[Image location labeling items]
---*---

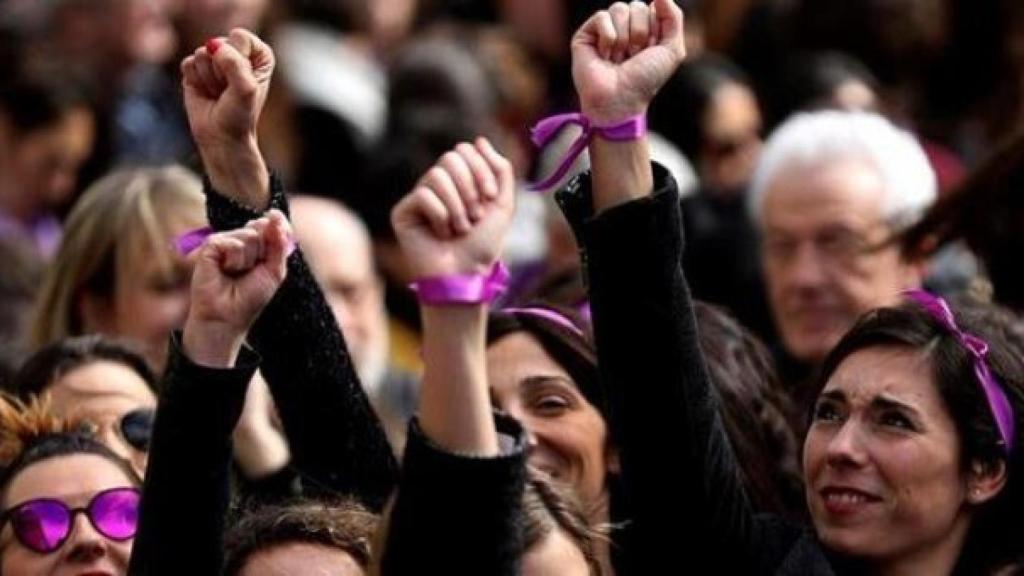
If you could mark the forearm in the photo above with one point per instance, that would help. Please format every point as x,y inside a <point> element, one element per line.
<point>238,171</point>
<point>455,407</point>
<point>621,171</point>
<point>185,496</point>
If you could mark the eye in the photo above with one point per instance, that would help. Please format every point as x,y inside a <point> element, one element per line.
<point>895,419</point>
<point>551,404</point>
<point>827,411</point>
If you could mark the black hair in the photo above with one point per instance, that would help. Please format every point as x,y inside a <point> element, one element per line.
<point>57,359</point>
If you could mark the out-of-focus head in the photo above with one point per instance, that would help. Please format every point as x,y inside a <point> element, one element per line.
<point>99,381</point>
<point>200,19</point>
<point>710,111</point>
<point>336,244</point>
<point>903,457</point>
<point>116,272</point>
<point>48,472</point>
<point>545,374</point>
<point>46,132</point>
<point>829,192</point>
<point>112,36</point>
<point>829,80</point>
<point>301,538</point>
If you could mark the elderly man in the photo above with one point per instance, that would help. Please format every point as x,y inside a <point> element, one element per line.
<point>828,192</point>
<point>336,244</point>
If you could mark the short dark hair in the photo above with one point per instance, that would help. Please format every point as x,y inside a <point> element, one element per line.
<point>31,434</point>
<point>57,359</point>
<point>993,539</point>
<point>572,351</point>
<point>343,524</point>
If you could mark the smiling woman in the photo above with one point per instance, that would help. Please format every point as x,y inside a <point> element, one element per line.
<point>68,504</point>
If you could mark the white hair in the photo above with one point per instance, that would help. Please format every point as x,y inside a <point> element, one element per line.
<point>820,137</point>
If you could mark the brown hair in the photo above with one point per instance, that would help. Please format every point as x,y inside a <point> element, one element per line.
<point>993,538</point>
<point>548,506</point>
<point>344,525</point>
<point>30,433</point>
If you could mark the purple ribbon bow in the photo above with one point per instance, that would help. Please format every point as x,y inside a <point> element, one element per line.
<point>547,129</point>
<point>463,288</point>
<point>189,241</point>
<point>998,404</point>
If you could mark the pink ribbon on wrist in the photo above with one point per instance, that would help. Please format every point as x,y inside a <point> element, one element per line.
<point>187,243</point>
<point>463,288</point>
<point>630,129</point>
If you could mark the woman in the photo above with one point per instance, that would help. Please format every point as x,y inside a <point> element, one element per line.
<point>911,460</point>
<point>50,475</point>
<point>46,132</point>
<point>337,445</point>
<point>99,381</point>
<point>114,273</point>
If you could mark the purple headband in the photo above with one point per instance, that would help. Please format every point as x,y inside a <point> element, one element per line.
<point>549,315</point>
<point>998,404</point>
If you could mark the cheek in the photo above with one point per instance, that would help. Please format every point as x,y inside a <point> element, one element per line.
<point>17,561</point>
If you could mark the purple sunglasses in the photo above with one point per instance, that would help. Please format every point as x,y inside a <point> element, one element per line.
<point>43,525</point>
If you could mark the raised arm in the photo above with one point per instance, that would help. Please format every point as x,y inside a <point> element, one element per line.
<point>677,464</point>
<point>337,442</point>
<point>185,496</point>
<point>458,485</point>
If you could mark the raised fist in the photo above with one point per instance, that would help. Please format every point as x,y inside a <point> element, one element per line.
<point>623,55</point>
<point>454,220</point>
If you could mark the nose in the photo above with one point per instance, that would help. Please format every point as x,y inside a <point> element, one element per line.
<point>807,270</point>
<point>846,448</point>
<point>85,544</point>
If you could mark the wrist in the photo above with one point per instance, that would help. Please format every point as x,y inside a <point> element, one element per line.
<point>467,289</point>
<point>237,169</point>
<point>211,343</point>
<point>621,172</point>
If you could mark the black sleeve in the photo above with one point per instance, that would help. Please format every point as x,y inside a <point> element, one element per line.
<point>457,515</point>
<point>338,444</point>
<point>185,495</point>
<point>680,475</point>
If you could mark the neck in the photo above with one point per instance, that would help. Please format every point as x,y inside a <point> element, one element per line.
<point>937,558</point>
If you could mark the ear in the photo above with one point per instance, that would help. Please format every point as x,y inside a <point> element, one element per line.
<point>985,481</point>
<point>96,314</point>
<point>918,261</point>
<point>611,463</point>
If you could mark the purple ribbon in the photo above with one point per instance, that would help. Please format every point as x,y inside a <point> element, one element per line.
<point>549,315</point>
<point>547,129</point>
<point>998,404</point>
<point>462,288</point>
<point>189,241</point>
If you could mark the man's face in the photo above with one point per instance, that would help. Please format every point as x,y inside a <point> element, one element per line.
<point>822,227</point>
<point>339,253</point>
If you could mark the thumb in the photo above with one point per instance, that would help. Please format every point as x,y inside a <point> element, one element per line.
<point>279,244</point>
<point>670,25</point>
<point>237,70</point>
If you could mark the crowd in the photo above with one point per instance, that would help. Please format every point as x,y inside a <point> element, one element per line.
<point>291,288</point>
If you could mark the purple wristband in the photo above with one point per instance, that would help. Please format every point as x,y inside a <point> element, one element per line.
<point>545,130</point>
<point>463,288</point>
<point>189,241</point>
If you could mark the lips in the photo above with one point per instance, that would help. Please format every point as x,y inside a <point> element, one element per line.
<point>844,501</point>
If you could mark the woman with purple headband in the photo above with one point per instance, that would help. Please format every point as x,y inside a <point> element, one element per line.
<point>911,461</point>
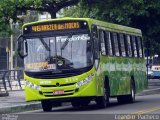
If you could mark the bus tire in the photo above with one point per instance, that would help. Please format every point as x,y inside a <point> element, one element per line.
<point>75,103</point>
<point>103,101</point>
<point>85,103</point>
<point>46,105</point>
<point>128,98</point>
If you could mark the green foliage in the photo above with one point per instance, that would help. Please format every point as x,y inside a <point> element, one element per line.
<point>142,14</point>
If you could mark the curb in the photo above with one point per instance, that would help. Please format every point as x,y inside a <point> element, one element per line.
<point>21,108</point>
<point>149,92</point>
<point>37,105</point>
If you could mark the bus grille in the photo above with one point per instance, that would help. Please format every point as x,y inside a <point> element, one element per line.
<point>50,94</point>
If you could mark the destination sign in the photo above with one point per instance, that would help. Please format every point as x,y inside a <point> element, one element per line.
<point>55,26</point>
<point>52,27</point>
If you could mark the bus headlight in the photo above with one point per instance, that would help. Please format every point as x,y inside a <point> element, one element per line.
<point>33,86</point>
<point>85,81</point>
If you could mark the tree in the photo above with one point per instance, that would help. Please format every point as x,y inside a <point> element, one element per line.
<point>10,9</point>
<point>142,14</point>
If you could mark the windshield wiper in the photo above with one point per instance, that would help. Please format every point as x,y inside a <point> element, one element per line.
<point>44,44</point>
<point>66,42</point>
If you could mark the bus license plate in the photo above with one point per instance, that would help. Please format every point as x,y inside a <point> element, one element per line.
<point>58,92</point>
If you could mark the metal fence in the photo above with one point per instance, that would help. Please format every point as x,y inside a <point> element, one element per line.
<point>11,80</point>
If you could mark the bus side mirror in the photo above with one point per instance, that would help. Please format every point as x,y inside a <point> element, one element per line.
<point>22,47</point>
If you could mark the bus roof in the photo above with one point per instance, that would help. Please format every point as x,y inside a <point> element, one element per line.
<point>101,24</point>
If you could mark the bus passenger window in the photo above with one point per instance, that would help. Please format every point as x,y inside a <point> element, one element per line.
<point>139,46</point>
<point>108,43</point>
<point>122,46</point>
<point>116,46</point>
<point>129,46</point>
<point>141,43</point>
<point>134,46</point>
<point>102,40</point>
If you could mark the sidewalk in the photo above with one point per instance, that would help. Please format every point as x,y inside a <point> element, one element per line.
<point>15,102</point>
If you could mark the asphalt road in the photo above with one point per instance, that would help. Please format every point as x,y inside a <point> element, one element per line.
<point>145,107</point>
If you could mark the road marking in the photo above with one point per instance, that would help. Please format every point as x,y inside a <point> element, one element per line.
<point>147,111</point>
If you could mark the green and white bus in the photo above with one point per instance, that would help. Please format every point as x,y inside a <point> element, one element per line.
<point>78,60</point>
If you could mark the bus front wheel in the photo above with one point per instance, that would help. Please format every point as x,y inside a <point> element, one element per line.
<point>128,98</point>
<point>103,101</point>
<point>46,105</point>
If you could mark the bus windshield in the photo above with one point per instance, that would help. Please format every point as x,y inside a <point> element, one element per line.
<point>72,51</point>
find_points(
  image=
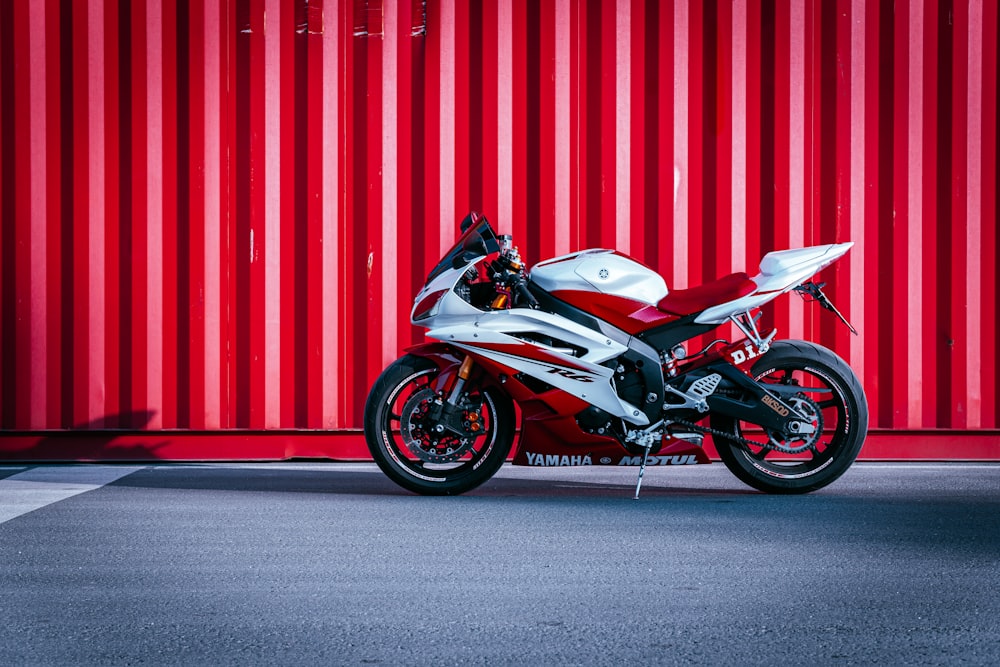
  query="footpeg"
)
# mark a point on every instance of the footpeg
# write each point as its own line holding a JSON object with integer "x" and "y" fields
{"x": 706, "y": 386}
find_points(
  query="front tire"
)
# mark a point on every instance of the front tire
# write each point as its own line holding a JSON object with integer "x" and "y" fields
{"x": 830, "y": 393}
{"x": 404, "y": 443}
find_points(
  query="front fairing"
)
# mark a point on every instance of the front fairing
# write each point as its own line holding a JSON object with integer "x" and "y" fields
{"x": 478, "y": 241}
{"x": 437, "y": 299}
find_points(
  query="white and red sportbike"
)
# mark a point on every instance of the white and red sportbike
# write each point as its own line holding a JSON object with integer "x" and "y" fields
{"x": 591, "y": 348}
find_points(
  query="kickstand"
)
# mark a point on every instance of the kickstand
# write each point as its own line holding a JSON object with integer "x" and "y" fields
{"x": 642, "y": 469}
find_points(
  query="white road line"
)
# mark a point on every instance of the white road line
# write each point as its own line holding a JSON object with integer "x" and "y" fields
{"x": 38, "y": 487}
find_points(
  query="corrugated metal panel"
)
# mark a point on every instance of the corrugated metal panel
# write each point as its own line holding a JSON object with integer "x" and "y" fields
{"x": 215, "y": 214}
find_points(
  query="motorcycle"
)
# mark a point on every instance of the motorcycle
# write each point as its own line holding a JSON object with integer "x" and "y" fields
{"x": 590, "y": 349}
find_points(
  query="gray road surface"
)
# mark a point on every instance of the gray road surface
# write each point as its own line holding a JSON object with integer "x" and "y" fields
{"x": 300, "y": 564}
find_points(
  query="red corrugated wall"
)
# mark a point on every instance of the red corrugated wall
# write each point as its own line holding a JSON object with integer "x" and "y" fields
{"x": 215, "y": 214}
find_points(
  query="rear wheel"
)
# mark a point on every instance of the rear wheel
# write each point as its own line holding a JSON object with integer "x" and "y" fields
{"x": 420, "y": 452}
{"x": 820, "y": 385}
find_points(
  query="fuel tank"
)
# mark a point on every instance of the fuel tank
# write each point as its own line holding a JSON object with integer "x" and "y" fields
{"x": 602, "y": 271}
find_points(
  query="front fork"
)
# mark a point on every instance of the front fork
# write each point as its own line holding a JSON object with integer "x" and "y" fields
{"x": 443, "y": 412}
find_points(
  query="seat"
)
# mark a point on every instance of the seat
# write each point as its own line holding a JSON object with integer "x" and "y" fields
{"x": 693, "y": 300}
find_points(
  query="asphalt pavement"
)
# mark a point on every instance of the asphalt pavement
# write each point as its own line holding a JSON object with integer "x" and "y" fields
{"x": 330, "y": 564}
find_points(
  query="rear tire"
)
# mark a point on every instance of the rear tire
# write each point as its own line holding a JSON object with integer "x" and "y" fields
{"x": 831, "y": 392}
{"x": 404, "y": 444}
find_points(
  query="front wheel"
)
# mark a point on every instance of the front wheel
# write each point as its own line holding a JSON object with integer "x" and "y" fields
{"x": 820, "y": 385}
{"x": 415, "y": 450}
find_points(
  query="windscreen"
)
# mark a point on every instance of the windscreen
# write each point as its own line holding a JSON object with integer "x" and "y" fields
{"x": 479, "y": 240}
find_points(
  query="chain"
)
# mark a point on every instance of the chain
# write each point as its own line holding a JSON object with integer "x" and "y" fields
{"x": 735, "y": 438}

---*---

Print the items above again word for word, from the line that contains "If you could mark the eye" through the line that contains "<point>301,538</point>", including both of those lines.

--- ANSWER FOR THIS EXERCISE ---
If you could mark the eye in the photo above with one point per instance, that would help. Please format every point as x,y inside a <point> element, one element per line.
<point>895,419</point>
<point>551,404</point>
<point>827,411</point>
If you could mark the black hair in the photo above with one point per instance, that would help. Please format every point as x,y inside a <point> element, one element per line.
<point>57,359</point>
If you could mark the out-of-focus head in the photo above with one point per instance, that would help. Please format every point as x,y inside a <point> element, one element per line.
<point>99,381</point>
<point>200,19</point>
<point>710,111</point>
<point>336,244</point>
<point>903,457</point>
<point>116,272</point>
<point>48,472</point>
<point>545,374</point>
<point>46,132</point>
<point>829,192</point>
<point>112,36</point>
<point>829,80</point>
<point>301,538</point>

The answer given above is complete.